• **What this task involves**
All lines from the line containing "Pin the engraving" up to and including the last line of the listing below should be echoed exactly; no other lines belong in the response.

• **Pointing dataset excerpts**
-- -- --
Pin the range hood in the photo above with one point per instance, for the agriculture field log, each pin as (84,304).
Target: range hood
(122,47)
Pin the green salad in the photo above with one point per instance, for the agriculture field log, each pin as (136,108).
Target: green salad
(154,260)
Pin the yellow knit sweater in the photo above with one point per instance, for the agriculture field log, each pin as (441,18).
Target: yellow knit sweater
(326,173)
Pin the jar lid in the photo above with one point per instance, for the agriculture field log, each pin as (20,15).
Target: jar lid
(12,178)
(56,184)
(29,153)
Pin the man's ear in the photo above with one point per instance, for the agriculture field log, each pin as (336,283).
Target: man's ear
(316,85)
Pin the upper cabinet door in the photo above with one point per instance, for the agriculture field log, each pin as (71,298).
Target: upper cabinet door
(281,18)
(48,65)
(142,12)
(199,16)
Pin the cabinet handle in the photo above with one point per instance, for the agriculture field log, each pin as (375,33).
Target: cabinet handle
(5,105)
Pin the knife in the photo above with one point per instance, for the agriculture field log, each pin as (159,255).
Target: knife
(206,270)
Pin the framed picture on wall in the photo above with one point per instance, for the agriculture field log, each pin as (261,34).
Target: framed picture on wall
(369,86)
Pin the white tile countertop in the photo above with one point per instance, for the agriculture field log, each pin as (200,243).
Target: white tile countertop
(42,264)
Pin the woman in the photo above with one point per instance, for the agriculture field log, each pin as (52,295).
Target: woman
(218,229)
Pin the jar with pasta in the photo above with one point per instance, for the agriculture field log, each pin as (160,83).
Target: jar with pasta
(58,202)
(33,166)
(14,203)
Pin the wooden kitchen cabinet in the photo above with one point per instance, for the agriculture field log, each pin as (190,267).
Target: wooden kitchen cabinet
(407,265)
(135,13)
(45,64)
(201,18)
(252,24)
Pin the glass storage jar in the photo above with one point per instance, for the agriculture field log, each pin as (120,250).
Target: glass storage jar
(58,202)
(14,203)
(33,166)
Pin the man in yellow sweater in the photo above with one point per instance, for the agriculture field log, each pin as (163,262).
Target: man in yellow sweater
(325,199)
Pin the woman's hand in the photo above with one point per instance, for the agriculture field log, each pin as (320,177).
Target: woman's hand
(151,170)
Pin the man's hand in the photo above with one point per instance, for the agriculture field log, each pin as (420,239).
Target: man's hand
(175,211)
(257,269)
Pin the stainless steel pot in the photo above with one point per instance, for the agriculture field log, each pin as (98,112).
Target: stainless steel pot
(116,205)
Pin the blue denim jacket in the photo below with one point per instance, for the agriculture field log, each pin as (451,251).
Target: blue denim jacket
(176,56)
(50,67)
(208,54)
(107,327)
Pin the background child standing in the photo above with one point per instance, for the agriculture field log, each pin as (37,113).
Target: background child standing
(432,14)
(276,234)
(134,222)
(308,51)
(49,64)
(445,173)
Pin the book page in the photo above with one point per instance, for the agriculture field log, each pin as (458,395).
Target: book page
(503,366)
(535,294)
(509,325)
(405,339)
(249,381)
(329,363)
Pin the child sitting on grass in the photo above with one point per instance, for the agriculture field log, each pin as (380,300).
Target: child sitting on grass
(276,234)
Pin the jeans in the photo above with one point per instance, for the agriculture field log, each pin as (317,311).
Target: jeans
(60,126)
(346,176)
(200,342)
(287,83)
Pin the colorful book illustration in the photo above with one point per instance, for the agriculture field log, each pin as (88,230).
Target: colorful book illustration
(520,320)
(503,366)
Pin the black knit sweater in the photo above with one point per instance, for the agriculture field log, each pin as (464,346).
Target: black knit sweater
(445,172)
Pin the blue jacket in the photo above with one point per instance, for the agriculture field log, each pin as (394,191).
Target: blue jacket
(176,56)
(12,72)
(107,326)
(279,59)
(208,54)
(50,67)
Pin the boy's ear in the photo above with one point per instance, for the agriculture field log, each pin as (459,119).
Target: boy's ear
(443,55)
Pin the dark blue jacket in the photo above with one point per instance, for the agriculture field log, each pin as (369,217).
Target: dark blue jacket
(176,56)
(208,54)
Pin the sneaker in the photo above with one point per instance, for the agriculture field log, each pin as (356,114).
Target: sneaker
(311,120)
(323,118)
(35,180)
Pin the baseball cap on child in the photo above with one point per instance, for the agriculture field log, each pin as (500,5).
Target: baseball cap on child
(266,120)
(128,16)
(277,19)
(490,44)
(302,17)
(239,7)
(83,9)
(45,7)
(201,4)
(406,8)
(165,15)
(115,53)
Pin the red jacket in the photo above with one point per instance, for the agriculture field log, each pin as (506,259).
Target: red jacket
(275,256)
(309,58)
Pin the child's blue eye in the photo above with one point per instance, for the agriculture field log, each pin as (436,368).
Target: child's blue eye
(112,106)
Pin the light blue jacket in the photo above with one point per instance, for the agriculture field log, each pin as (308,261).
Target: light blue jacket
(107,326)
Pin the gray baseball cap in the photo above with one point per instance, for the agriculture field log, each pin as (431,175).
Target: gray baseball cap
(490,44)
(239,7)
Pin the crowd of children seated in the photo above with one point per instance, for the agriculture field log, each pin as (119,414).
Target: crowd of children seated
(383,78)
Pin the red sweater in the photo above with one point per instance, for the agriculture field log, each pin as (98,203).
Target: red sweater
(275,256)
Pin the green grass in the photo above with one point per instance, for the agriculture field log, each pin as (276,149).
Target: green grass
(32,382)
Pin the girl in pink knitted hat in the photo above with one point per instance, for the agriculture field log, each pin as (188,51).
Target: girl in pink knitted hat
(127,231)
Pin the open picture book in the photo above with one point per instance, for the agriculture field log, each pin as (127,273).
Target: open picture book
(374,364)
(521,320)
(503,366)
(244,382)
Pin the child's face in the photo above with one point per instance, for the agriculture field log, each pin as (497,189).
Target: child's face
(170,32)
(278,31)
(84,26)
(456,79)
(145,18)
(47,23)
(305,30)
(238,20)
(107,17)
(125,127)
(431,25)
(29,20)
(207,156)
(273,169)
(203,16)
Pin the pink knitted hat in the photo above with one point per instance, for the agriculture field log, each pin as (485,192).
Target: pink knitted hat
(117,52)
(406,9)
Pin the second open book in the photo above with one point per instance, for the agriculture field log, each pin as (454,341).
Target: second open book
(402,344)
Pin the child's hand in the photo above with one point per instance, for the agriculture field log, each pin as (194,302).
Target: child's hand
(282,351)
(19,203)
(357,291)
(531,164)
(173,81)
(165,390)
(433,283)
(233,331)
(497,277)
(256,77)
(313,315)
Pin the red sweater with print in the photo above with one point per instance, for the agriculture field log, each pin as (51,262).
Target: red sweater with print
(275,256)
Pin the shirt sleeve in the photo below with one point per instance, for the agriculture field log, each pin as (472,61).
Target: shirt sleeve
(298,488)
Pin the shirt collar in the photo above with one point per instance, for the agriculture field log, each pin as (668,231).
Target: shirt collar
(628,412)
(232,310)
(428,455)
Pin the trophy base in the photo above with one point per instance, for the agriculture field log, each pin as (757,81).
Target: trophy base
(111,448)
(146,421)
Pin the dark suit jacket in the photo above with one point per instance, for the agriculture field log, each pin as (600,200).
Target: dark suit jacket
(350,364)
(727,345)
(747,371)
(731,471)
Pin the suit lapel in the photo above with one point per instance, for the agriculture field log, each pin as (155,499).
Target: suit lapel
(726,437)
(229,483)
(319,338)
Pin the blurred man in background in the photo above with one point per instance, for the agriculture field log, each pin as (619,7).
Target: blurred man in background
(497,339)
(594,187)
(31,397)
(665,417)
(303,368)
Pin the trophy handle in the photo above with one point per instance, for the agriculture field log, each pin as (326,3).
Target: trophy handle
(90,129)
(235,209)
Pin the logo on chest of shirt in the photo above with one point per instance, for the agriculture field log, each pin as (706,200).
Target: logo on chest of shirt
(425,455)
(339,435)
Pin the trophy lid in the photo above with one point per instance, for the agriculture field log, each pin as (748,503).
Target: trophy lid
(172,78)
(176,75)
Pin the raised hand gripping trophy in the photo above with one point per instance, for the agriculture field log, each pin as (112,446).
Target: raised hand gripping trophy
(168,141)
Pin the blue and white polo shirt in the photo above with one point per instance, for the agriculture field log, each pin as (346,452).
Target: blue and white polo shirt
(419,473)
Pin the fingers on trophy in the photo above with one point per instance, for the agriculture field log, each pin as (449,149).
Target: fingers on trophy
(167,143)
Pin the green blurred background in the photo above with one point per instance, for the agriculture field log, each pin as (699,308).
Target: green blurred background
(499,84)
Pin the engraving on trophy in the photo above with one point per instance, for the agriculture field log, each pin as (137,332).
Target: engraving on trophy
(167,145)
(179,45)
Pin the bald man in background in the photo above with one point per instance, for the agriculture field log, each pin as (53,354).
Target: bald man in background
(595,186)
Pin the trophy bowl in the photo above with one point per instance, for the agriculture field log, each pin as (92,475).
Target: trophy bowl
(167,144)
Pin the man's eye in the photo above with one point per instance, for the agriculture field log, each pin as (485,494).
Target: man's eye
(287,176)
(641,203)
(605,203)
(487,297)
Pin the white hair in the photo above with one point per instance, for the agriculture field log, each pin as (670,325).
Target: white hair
-- -- --
• **Answer to the problem**
Pin the engraving on trophy in the photo above with one point per instance, for the agriculture field log, each pin as (137,332).
Target: engraving on trophy
(167,145)
(179,45)
Pin the bald man in background in the photo above with one point per instance, for the agriculture field log, each pin as (53,354).
Target: bald man in background
(595,186)
Pin the trophy bowl in the photo above with one point per instance, for the agriculture field log, each pin as (92,475).
Target: trophy bowl
(167,144)
Pin the man's eye in the photo above with one point per instance, for the agriculture field log, each pin as (485,494).
Target: man's eye
(287,176)
(641,203)
(605,203)
(487,297)
Pin the white hair in the photo above with one point per instance, for the agriculture field log, each pin as (670,325).
Target: white hair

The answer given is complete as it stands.